### Texto citado
• • • •
Elena Castiñeira de Dios
Daniel, Andrés David, Txolo, Marcela, Tatiana, Raquel y, por supuesto, Liliana, me animaron. Ahora corran con las consecuencias. ¡A sufrir se ha dicho!
Me pongo a contarles de
Nadie sabe. De entrada uno se pregunta qué es lo que nadie sabe. Parece que nadie sabe que hay chicos que perdieron los derechos más elementales y están ahí, como en
Gente detrás de las paredes, escondidos en algún lado, viviendo como en la guerra, sin hacer ruido, sin reclamar nada.
Los chicos molestan, pienso, sobre todo, que el mayor defecto que tienen es que no producen. Interesan como objetivo de venta, para convencerlos de que compren cosas pero, al no producir, si encima son pobres y no pueden comprar, son descartables y nuestras sociedades los ignoran, ni los miran, hacen como si no supieran que existen.
Me acuerdo de las primeras veces en que vi chicos revolviendo la basura en la puerta de mi casa. Estaba sobrecogida, no podía dormirme a la noche recordando ese gesto de un nene bien roñoso comiendo un pedazo de pizza, posiblemente el que yo había tirado la noche anterior y había pasado todo el día en una bolsa de plástico, esperando que se hiciera la hora de poner la basura en la vereda. El espanto no me dejaba dormir y una y otra vez se me aparecía esa imagen. Pasaron cinco años y ahora los veo, igual que antes, pero duermo. La realidad devastadora se impuso con su rutina de hambre y ya no me produce el mismo efecto. No quise acostumbrarme pero me acostumbré.
• • • •
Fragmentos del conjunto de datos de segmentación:
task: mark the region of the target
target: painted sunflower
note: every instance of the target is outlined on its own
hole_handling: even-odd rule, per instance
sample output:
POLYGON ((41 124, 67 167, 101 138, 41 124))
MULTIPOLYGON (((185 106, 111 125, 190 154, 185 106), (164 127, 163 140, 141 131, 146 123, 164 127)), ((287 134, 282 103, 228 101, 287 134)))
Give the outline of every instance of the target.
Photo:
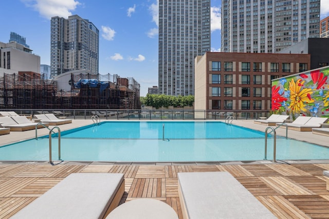
POLYGON ((290 103, 289 108, 293 112, 300 113, 301 111, 306 112, 305 108, 306 104, 314 102, 310 95, 313 93, 311 88, 302 89, 305 82, 301 79, 298 79, 295 83, 294 78, 289 82, 289 90, 290 90, 290 103))

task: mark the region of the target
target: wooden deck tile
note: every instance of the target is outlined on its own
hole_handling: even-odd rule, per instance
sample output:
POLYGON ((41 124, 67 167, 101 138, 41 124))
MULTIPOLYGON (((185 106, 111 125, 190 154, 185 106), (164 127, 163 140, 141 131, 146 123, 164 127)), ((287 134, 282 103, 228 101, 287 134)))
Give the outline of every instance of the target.
POLYGON ((309 195, 312 191, 283 176, 261 177, 261 180, 281 195, 309 195))
POLYGON ((284 197, 312 218, 329 218, 329 201, 320 195, 285 195, 284 197))
POLYGON ((136 178, 164 178, 166 170, 164 166, 140 166, 136 178))
POLYGON ((316 194, 329 195, 326 190, 326 182, 324 177, 314 176, 288 176, 291 180, 312 191, 316 194))
POLYGON ((261 164, 243 165, 243 168, 255 176, 281 176, 281 174, 267 166, 261 164))
POLYGON ((275 170, 284 176, 311 175, 310 174, 300 170, 298 168, 285 164, 266 165, 268 167, 275 170))
POLYGON ((228 172, 234 177, 254 176, 254 175, 241 165, 217 165, 221 171, 228 172))
POLYGON ((305 213, 281 196, 256 197, 278 218, 310 218, 305 213))
POLYGON ((88 165, 83 168, 81 173, 108 173, 113 165, 88 165))
POLYGON ((313 175, 323 175, 323 170, 326 170, 318 165, 313 164, 291 164, 291 166, 313 175))
POLYGON ((257 177, 239 177, 236 180, 255 196, 279 195, 279 193, 257 177))

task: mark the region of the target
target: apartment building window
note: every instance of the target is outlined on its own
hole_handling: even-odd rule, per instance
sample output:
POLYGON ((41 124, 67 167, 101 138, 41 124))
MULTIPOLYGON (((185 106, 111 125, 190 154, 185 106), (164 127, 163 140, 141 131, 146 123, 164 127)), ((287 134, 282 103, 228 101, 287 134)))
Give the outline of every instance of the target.
POLYGON ((250 63, 242 63, 241 65, 241 71, 250 71, 250 63))
POLYGON ((242 88, 241 89, 242 96, 250 96, 250 88, 242 88))
POLYGON ((262 84, 262 75, 253 75, 253 84, 262 84))
POLYGON ((225 62, 224 63, 224 71, 233 71, 233 63, 232 62, 225 62))
POLYGON ((271 72, 279 72, 279 63, 271 63, 271 72))
POLYGON ((221 75, 213 74, 211 75, 211 84, 221 84, 221 75))
POLYGON ((241 109, 250 109, 250 101, 241 101, 241 109))
POLYGON ((282 72, 290 72, 290 63, 282 63, 282 72))
POLYGON ((254 97, 261 97, 262 96, 262 88, 253 88, 254 97))
POLYGON ((250 84, 250 75, 249 74, 243 74, 241 75, 241 84, 243 85, 249 85, 250 84))
POLYGON ((253 71, 262 71, 262 63, 253 63, 253 71))
POLYGON ((253 101, 253 109, 262 109, 262 101, 253 101))
POLYGON ((303 72, 303 71, 306 71, 307 70, 307 63, 299 64, 299 72, 303 72))
POLYGON ((212 96, 221 96, 221 88, 213 87, 212 88, 212 96))
POLYGON ((221 62, 212 62, 211 66, 212 71, 221 71, 221 62))
POLYGON ((221 101, 219 99, 213 99, 211 101, 211 109, 221 109, 221 101))
POLYGON ((233 84, 233 75, 224 75, 224 84, 233 84))
POLYGON ((225 100, 224 101, 224 109, 233 109, 233 101, 225 100))
POLYGON ((233 96, 233 88, 224 88, 224 96, 233 96))

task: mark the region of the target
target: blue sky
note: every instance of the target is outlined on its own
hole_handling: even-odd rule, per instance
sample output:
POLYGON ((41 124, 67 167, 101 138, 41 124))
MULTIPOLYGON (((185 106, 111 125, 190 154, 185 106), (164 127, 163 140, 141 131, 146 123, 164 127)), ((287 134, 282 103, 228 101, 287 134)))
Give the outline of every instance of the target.
MULTIPOLYGON (((321 0, 321 16, 329 15, 329 1, 321 0)), ((50 65, 50 18, 77 14, 100 31, 99 73, 133 77, 141 86, 141 96, 158 85, 158 2, 157 0, 10 0, 2 10, 0 42, 10 32, 50 65)), ((211 47, 221 47, 221 0, 211 1, 211 47)))

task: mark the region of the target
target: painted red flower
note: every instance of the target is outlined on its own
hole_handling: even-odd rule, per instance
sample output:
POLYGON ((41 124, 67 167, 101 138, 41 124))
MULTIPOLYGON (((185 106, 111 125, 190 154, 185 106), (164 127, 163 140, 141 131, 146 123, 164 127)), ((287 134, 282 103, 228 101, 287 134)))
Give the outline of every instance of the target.
POLYGON ((315 85, 318 83, 317 89, 320 89, 325 83, 328 77, 324 76, 323 72, 320 72, 319 70, 311 71, 310 76, 312 78, 313 83, 315 85))
POLYGON ((278 110, 281 107, 281 103, 287 101, 287 98, 279 93, 280 87, 272 86, 272 110, 278 110))

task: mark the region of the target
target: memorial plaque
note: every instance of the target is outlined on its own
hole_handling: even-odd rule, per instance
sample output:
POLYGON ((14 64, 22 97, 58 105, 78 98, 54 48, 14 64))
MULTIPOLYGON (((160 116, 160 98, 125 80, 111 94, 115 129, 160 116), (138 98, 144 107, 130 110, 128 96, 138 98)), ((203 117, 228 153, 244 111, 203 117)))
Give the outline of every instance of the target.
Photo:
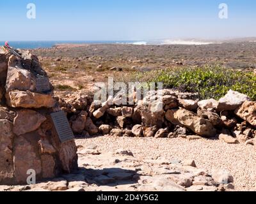
POLYGON ((60 140, 61 143, 72 140, 75 138, 68 120, 63 111, 51 114, 60 140))
POLYGON ((39 92, 47 92, 51 90, 49 78, 45 76, 36 78, 36 89, 39 92))

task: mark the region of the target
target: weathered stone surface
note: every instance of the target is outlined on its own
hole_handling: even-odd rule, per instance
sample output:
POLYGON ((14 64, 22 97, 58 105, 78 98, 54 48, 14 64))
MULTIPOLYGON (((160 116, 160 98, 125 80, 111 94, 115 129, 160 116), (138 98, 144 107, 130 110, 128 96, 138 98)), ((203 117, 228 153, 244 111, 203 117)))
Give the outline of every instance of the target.
POLYGON ((195 160, 193 159, 186 159, 182 161, 182 165, 184 166, 190 166, 196 168, 196 163, 195 160))
POLYGON ((138 111, 141 117, 142 122, 146 127, 156 126, 161 127, 164 117, 163 108, 163 105, 161 101, 156 101, 147 105, 143 101, 140 101, 134 112, 138 111))
POLYGON ((12 158, 12 124, 7 120, 0 120, 0 183, 14 177, 12 158))
POLYGON ((74 133, 81 133, 85 128, 88 113, 82 111, 77 117, 72 122, 72 129, 74 133))
POLYGON ((123 136, 124 131, 121 129, 114 128, 111 131, 110 135, 115 136, 123 136))
POLYGON ((89 133, 90 135, 93 135, 98 133, 98 128, 93 124, 92 119, 88 117, 85 122, 85 130, 89 133))
POLYGON ((132 117, 133 114, 133 108, 131 107, 124 106, 122 108, 122 115, 124 117, 132 117))
POLYGON ((13 133, 24 135, 37 129, 46 120, 43 115, 31 110, 21 110, 13 121, 13 133))
POLYGON ((234 182, 234 178, 230 173, 223 170, 213 171, 212 177, 216 182, 221 184, 227 184, 234 182))
POLYGON ((216 130, 209 120, 185 109, 168 110, 165 117, 173 124, 182 124, 200 136, 211 137, 216 135, 216 130))
POLYGON ((122 115, 122 108, 109 108, 107 110, 108 114, 114 117, 118 117, 122 115))
POLYGON ((121 128, 124 128, 127 122, 126 117, 124 116, 118 116, 116 117, 116 122, 121 128))
POLYGON ((220 134, 219 139, 224 141, 228 144, 236 144, 239 143, 237 139, 233 138, 232 136, 225 134, 220 134))
POLYGON ((8 120, 13 121, 16 113, 7 108, 0 106, 0 120, 8 120))
MULTIPOLYGON (((0 92, 6 97, 0 107, 0 184, 26 184, 33 173, 28 170, 36 171, 38 182, 77 168, 74 141, 60 143, 53 127, 50 114, 61 109, 53 98, 53 87, 46 73, 29 52, 15 52, 21 57, 0 47, 0 92), (9 67, 5 70, 7 61, 9 67), (45 89, 49 94, 38 93, 45 89)), ((17 186, 10 190, 30 188, 17 186)))
POLYGON ((143 127, 141 125, 136 125, 132 129, 132 134, 136 137, 142 136, 143 127))
POLYGON ((234 110, 244 102, 250 101, 250 98, 237 91, 230 90, 228 93, 219 100, 217 109, 221 110, 234 110))
POLYGON ((18 183, 26 183, 28 170, 34 170, 37 178, 42 172, 41 160, 32 144, 22 136, 16 138, 14 142, 14 171, 18 183))
POLYGON ((52 108, 56 101, 49 94, 41 94, 29 91, 12 91, 6 94, 7 104, 13 108, 52 108))
POLYGON ((145 127, 143 128, 143 136, 146 138, 154 137, 157 131, 157 127, 154 126, 152 127, 145 127))
POLYGON ((44 178, 54 178, 55 173, 55 161, 51 155, 41 156, 42 177, 44 178))
POLYGON ((208 120, 214 126, 217 126, 221 122, 221 119, 216 113, 205 110, 198 110, 197 114, 202 118, 208 120))
POLYGON ((163 138, 167 136, 167 129, 160 129, 155 135, 156 138, 163 138))
POLYGON ((58 154, 65 171, 70 173, 77 168, 77 151, 74 141, 67 142, 60 145, 58 154))
POLYGON ((8 64, 7 62, 5 61, 5 59, 4 61, 0 60, 0 73, 6 71, 8 68, 8 64))
POLYGON ((190 99, 179 99, 179 105, 188 110, 196 110, 198 107, 197 101, 190 99))
POLYGON ((52 154, 56 152, 55 148, 46 138, 42 138, 38 141, 38 144, 40 147, 40 152, 41 154, 52 154))
POLYGON ((9 66, 6 84, 6 92, 12 90, 31 91, 35 89, 35 79, 31 72, 17 67, 9 66))
POLYGON ((99 130, 103 135, 108 135, 111 130, 111 127, 109 125, 101 125, 99 127, 99 130))
POLYGON ((102 117, 106 111, 110 108, 109 104, 111 104, 113 99, 109 98, 107 101, 103 103, 102 104, 102 106, 96 110, 93 113, 93 115, 95 119, 99 119, 100 117, 102 117))
POLYGON ((236 114, 256 127, 256 102, 246 101, 236 110, 236 114))
POLYGON ((200 108, 201 109, 205 109, 205 110, 216 109, 218 106, 218 104, 219 104, 218 102, 214 99, 202 100, 197 103, 197 105, 198 105, 199 108, 200 108))

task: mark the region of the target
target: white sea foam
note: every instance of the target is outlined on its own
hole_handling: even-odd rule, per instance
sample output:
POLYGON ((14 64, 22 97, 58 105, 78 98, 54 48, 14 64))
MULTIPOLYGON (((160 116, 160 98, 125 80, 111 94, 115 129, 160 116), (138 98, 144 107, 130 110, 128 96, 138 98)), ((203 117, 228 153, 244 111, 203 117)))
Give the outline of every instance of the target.
POLYGON ((148 43, 145 41, 139 41, 139 42, 132 43, 132 44, 137 45, 148 45, 148 43))
POLYGON ((132 44, 137 45, 209 45, 216 43, 216 42, 209 41, 200 41, 196 40, 152 40, 152 41, 132 41, 126 43, 117 43, 120 44, 132 44))
POLYGON ((164 40, 161 43, 161 45, 209 45, 212 44, 214 42, 211 41, 200 41, 196 40, 164 40))

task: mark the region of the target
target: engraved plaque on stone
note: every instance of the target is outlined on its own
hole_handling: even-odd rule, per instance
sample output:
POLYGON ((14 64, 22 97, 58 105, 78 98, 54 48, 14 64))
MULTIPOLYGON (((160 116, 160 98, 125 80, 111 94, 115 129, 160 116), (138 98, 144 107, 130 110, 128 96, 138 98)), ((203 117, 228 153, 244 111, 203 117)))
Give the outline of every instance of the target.
POLYGON ((49 78, 45 76, 36 78, 36 89, 39 92, 47 92, 50 91, 50 82, 49 78))
POLYGON ((63 111, 51 114, 60 140, 61 143, 72 140, 75 138, 68 120, 63 111))

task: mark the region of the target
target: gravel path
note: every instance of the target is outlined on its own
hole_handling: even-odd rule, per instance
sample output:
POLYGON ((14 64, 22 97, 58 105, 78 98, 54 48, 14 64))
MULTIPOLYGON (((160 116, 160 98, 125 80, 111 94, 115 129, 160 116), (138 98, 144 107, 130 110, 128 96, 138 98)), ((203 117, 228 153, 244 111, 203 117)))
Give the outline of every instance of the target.
POLYGON ((229 145, 220 140, 183 138, 116 138, 99 136, 76 140, 77 145, 97 145, 97 150, 109 152, 119 149, 131 150, 140 159, 161 156, 170 159, 195 159, 197 167, 211 171, 223 169, 234 178, 237 191, 256 191, 255 147, 229 145))

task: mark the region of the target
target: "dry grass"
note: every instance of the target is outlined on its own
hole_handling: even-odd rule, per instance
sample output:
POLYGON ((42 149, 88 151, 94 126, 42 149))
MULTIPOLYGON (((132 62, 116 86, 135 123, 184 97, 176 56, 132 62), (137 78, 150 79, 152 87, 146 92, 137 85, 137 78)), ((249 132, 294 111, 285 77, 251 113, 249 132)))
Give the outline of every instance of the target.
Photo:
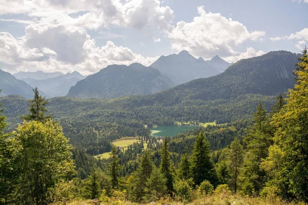
MULTIPOLYGON (((73 202, 68 202, 67 205, 90 205, 91 204, 91 200, 80 200, 73 202)), ((123 205, 137 205, 136 203, 132 203, 129 201, 117 201, 114 202, 109 202, 106 204, 123 204, 123 205)), ((263 198, 250 198, 244 197, 238 195, 216 195, 213 196, 208 196, 202 198, 195 200, 190 203, 184 203, 182 202, 177 202, 170 201, 169 200, 162 200, 157 202, 156 204, 161 205, 167 204, 169 205, 303 205, 304 203, 286 203, 282 201, 279 199, 270 199, 263 198)), ((53 205, 60 205, 61 203, 54 204, 53 205)), ((101 205, 105 203, 101 203, 101 205)), ((146 204, 149 205, 150 203, 146 204)))

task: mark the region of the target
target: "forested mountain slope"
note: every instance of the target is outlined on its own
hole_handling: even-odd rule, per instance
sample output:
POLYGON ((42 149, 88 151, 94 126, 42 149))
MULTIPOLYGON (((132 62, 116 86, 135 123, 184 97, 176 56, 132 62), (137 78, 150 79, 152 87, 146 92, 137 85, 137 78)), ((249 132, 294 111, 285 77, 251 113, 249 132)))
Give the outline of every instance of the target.
POLYGON ((36 72, 19 72, 13 74, 17 79, 23 79, 25 78, 32 78, 35 80, 42 80, 52 77, 55 77, 64 75, 60 72, 54 72, 51 73, 45 73, 42 71, 36 72))
MULTIPOLYGON (((172 125, 175 121, 229 122, 251 116, 260 101, 270 110, 276 94, 294 86, 292 72, 297 57, 288 52, 272 52, 242 60, 216 76, 153 95, 111 99, 57 97, 49 100, 48 108, 58 119, 116 121, 138 126, 172 125)), ((10 107, 10 102, 16 101, 16 98, 3 97, 0 102, 4 102, 5 108, 10 107)), ((26 107, 27 101, 18 99, 23 104, 19 107, 26 107)), ((14 109, 9 110, 12 111, 5 110, 5 113, 15 117, 17 113, 14 109)))
POLYGON ((74 71, 50 78, 41 80, 25 78, 23 80, 33 88, 40 88, 41 90, 46 93, 46 97, 54 97, 66 96, 72 86, 85 77, 78 72, 74 71))
POLYGON ((111 98, 149 95, 173 86, 172 81, 153 68, 140 64, 112 65, 88 76, 72 87, 67 96, 80 98, 111 98))
POLYGON ((168 76, 175 85, 221 73, 216 67, 196 58, 186 51, 182 51, 178 54, 162 56, 150 66, 168 76))
POLYGON ((33 96, 32 88, 26 82, 16 79, 12 74, 0 70, 0 96, 17 94, 27 98, 33 96))

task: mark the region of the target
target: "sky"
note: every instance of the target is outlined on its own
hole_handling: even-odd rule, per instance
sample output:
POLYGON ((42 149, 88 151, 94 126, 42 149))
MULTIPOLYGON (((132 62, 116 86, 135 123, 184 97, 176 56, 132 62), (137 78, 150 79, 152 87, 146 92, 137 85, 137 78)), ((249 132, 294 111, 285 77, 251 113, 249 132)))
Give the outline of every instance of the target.
POLYGON ((234 63, 308 42, 308 0, 0 0, 0 69, 148 66, 186 50, 234 63))

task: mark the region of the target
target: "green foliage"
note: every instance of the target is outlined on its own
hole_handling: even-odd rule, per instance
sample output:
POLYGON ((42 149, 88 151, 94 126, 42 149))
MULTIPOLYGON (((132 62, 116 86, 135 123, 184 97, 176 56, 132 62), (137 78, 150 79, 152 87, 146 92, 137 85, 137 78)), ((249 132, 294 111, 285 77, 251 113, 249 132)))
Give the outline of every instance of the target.
POLYGON ((214 190, 213 186, 207 180, 202 181, 198 187, 198 192, 203 195, 211 194, 214 190))
POLYGON ((153 68, 141 64, 111 65, 88 76, 70 89, 68 96, 114 98, 124 95, 149 95, 173 86, 171 80, 153 68), (102 83, 103 82, 103 83, 102 83))
POLYGON ((205 180, 216 182, 216 173, 210 157, 209 144, 202 132, 196 136, 191 160, 191 172, 196 185, 199 185, 205 180))
POLYGON ((290 90, 286 104, 273 117, 274 145, 262 167, 282 196, 308 200, 308 54, 299 58, 296 84, 290 90))
POLYGON ((191 179, 180 180, 174 184, 176 197, 181 201, 189 202, 193 198, 194 184, 191 179))
POLYGON ((161 162, 160 170, 167 178, 167 188, 168 191, 171 192, 173 191, 174 176, 171 172, 170 153, 168 150, 168 138, 165 137, 161 149, 161 162))
POLYGON ((166 194, 167 178, 160 170, 154 167, 151 176, 146 182, 145 198, 156 201, 166 194))
POLYGON ((46 193, 73 169, 71 146, 57 122, 25 121, 13 132, 18 174, 15 198, 21 203, 48 202, 46 193))
POLYGON ((262 159, 268 156, 268 148, 273 144, 267 112, 261 102, 254 113, 254 121, 244 138, 246 154, 241 176, 243 181, 241 192, 244 195, 258 194, 264 186, 265 173, 260 166, 262 159))
POLYGON ((35 120, 45 122, 48 119, 51 119, 51 116, 45 116, 45 112, 48 111, 46 106, 47 101, 45 97, 43 97, 38 93, 38 89, 35 88, 33 90, 34 97, 33 99, 29 100, 30 113, 22 116, 22 118, 26 121, 35 120))
POLYGON ((121 167, 119 164, 119 157, 117 154, 118 148, 113 145, 110 153, 110 162, 109 167, 109 175, 111 177, 111 186, 112 189, 118 188, 120 170, 121 167))
POLYGON ((183 155, 181 158, 181 162, 179 166, 180 177, 183 180, 187 180, 191 176, 190 162, 187 153, 183 155))
POLYGON ((236 138, 230 146, 230 171, 233 174, 231 180, 233 191, 236 193, 238 187, 238 181, 240 170, 243 162, 243 146, 240 140, 236 138))

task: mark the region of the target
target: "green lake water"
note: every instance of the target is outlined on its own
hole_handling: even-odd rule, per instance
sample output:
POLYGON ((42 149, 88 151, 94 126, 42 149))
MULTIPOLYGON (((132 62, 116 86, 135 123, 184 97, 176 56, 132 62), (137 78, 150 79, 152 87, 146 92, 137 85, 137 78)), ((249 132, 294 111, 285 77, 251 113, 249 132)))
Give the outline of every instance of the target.
POLYGON ((152 136, 156 137, 172 136, 179 133, 182 133, 189 130, 194 130, 199 126, 158 126, 150 128, 152 131, 152 136))

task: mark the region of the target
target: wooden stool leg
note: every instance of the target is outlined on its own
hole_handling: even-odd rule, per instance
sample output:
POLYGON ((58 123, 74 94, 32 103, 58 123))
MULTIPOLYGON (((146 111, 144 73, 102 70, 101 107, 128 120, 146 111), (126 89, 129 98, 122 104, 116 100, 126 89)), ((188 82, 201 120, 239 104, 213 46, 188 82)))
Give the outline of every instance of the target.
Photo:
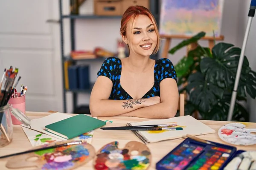
POLYGON ((163 58, 168 58, 168 51, 169 51, 169 47, 170 46, 170 44, 171 43, 171 38, 166 38, 166 40, 165 44, 164 45, 164 48, 163 48, 163 58))
POLYGON ((213 40, 209 40, 209 48, 212 51, 212 49, 214 46, 214 41, 213 40))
• • • •
### Tarea pendiente
Cita literalmente un pasaje del texto sobre los chicos pobres: empieza en las palabras que contienen "Me acuerdo de" y detente después de "pero me acostumbré.". El listado no interviene en esto.

### La respuesta
Me acuerdo de las primeras veces en que vi chicos revolviendo la basura en la puerta de mi casa. Estaba sobrecogida, no podía dormirme a la noche recordando ese gesto de un nene bien roñoso comiendo un pedazo de pizza, posiblemente el que yo había tirado la noche anterior y había pasado todo el día en una bolsa de plástico, esperando que se hiciera la hora de poner la basura en la vereda. El espanto no me dejaba dormir y una y otra vez se me aparecía esa imagen. Pasaron cinco años y ahora los veo, igual que antes, pero duermo. La realidad devastadora se impuso con su rutina de hambre y ya no me produce el mismo efecto. No quise acostumbrarme pero me acostumbré.